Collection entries
>> START

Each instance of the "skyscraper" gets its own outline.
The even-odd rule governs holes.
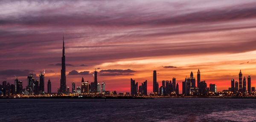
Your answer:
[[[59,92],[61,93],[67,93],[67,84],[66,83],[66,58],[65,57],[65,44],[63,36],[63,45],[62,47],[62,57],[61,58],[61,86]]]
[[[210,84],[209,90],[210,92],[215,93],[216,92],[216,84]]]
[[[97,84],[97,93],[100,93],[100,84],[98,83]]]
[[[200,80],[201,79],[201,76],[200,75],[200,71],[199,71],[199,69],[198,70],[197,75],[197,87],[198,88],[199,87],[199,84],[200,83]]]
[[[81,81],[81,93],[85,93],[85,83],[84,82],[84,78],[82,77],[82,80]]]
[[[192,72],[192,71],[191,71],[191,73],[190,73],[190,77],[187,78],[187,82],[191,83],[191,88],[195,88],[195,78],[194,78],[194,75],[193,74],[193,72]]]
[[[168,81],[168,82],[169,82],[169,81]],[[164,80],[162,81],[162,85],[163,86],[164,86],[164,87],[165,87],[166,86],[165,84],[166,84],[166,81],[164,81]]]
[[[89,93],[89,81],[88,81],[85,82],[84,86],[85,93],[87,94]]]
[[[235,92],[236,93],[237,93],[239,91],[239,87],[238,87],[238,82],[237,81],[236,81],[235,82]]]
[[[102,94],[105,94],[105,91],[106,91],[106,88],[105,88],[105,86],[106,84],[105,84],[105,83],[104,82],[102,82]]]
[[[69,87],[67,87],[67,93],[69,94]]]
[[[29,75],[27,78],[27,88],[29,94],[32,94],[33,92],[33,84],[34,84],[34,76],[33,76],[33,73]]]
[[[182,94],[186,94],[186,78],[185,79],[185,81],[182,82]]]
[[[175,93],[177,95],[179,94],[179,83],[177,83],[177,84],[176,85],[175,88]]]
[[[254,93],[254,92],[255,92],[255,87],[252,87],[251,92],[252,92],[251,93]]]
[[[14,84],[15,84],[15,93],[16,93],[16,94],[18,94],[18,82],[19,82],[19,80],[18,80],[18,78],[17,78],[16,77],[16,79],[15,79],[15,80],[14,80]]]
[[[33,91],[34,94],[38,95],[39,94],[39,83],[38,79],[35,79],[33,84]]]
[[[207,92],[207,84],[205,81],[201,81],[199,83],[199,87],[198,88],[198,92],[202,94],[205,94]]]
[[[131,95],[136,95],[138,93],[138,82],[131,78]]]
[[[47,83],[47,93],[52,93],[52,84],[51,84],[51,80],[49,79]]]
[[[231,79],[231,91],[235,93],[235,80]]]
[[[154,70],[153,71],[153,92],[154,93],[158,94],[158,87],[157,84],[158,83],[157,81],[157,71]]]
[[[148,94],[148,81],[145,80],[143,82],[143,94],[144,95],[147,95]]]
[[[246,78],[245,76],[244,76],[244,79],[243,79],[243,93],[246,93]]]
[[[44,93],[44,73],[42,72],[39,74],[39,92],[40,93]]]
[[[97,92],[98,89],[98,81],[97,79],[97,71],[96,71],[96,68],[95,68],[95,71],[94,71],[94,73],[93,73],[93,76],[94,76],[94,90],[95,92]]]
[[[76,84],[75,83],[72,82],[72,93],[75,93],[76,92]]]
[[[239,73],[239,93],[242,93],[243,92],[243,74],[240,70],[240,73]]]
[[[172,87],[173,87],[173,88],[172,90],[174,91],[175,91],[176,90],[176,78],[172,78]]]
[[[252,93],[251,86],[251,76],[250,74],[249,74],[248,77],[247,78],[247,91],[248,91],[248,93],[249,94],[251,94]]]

>> END

## [Task instructions]
Give every line of the items above as a JSON list of strings, one string per line, leaving out blank lines and the pictures.

## [Task output]
[
  "Each instance of the \"skyscraper\" gets its own outline.",
  "The even-odd rule governs holes.",
  "Your answer:",
  "[[[59,92],[61,93],[67,93],[67,84],[66,83],[66,58],[65,57],[65,44],[63,36],[63,45],[62,47],[62,57],[61,58],[61,86]]]",
  "[[[210,84],[209,90],[210,92],[215,93],[216,92],[216,84]]]",
  "[[[97,84],[97,93],[100,93],[100,84],[98,83]]]",
  "[[[200,80],[201,79],[201,76],[200,75],[200,71],[199,71],[199,69],[198,70],[197,75],[197,87],[198,88],[199,87],[199,84],[200,83]]]",
  "[[[81,81],[81,93],[85,93],[85,83],[84,82],[84,78],[82,77],[82,80]]]",
  "[[[192,72],[192,71],[191,71],[191,73],[190,73],[190,77],[187,78],[187,82],[191,83],[191,88],[195,88],[195,78],[194,78],[194,75],[193,74],[193,72]]]",
  "[[[168,81],[168,82],[169,82],[169,81]],[[164,80],[162,81],[162,85],[163,86],[164,86],[164,87],[165,87],[166,86],[165,84],[166,84],[166,81],[164,81]]]",
  "[[[89,93],[89,81],[88,81],[85,82],[84,86],[85,93],[87,94]]]",
  "[[[235,92],[236,93],[237,93],[239,91],[239,87],[238,87],[238,82],[237,81],[236,81],[235,82]]]",
  "[[[102,94],[105,94],[105,91],[106,91],[106,88],[105,88],[105,86],[106,84],[105,84],[105,83],[104,82],[102,82]]]",
  "[[[69,87],[67,87],[67,93],[69,94]]]",
  "[[[29,75],[27,78],[27,88],[29,94],[32,94],[33,92],[33,84],[34,84],[34,76],[33,76],[33,73]]]",
  "[[[182,94],[186,94],[186,78],[185,79],[185,81],[182,82]]]",
  "[[[175,93],[177,95],[179,94],[179,83],[177,83],[177,84],[176,85],[175,88]]]",
  "[[[254,93],[254,92],[255,92],[255,87],[252,87],[251,92],[252,92],[251,93]]]",
  "[[[14,84],[15,84],[15,93],[16,93],[16,94],[18,94],[18,82],[19,82],[19,80],[18,80],[18,78],[17,78],[16,77],[16,79],[15,79],[15,80],[14,80]]]",
  "[[[33,91],[34,94],[38,95],[39,94],[39,83],[38,79],[35,79],[33,84]]]",
  "[[[207,92],[207,84],[205,81],[201,81],[199,83],[199,87],[198,88],[198,92],[202,94],[205,94]]]",
  "[[[131,95],[136,95],[138,93],[138,82],[131,78]]]",
  "[[[47,83],[47,93],[52,93],[52,84],[51,84],[51,80],[49,79]]]",
  "[[[231,79],[231,91],[235,93],[235,80]]]",
  "[[[154,70],[153,71],[153,92],[154,93],[158,94],[158,87],[157,84],[158,83],[157,81],[157,71]]]",
  "[[[148,94],[148,81],[145,80],[143,82],[143,94],[144,95],[147,95]]]",
  "[[[246,78],[245,76],[244,76],[244,79],[243,79],[243,93],[246,93]]]",
  "[[[44,93],[44,73],[42,72],[39,74],[39,92],[40,93]]]",
  "[[[97,92],[98,89],[98,81],[97,79],[97,71],[96,71],[96,68],[95,68],[95,71],[94,71],[94,73],[93,73],[93,76],[94,76],[94,90],[95,92]]]",
  "[[[76,84],[75,83],[72,82],[72,93],[75,93],[76,92]]]",
  "[[[239,73],[239,93],[242,93],[243,92],[243,74],[240,70],[240,73]]]",
  "[[[172,87],[173,87],[173,88],[172,90],[174,91],[175,91],[176,90],[176,78],[172,78]]]",
  "[[[252,93],[251,86],[251,76],[250,74],[249,74],[248,77],[247,78],[247,91],[248,91],[248,93],[249,94],[251,94]]]"
]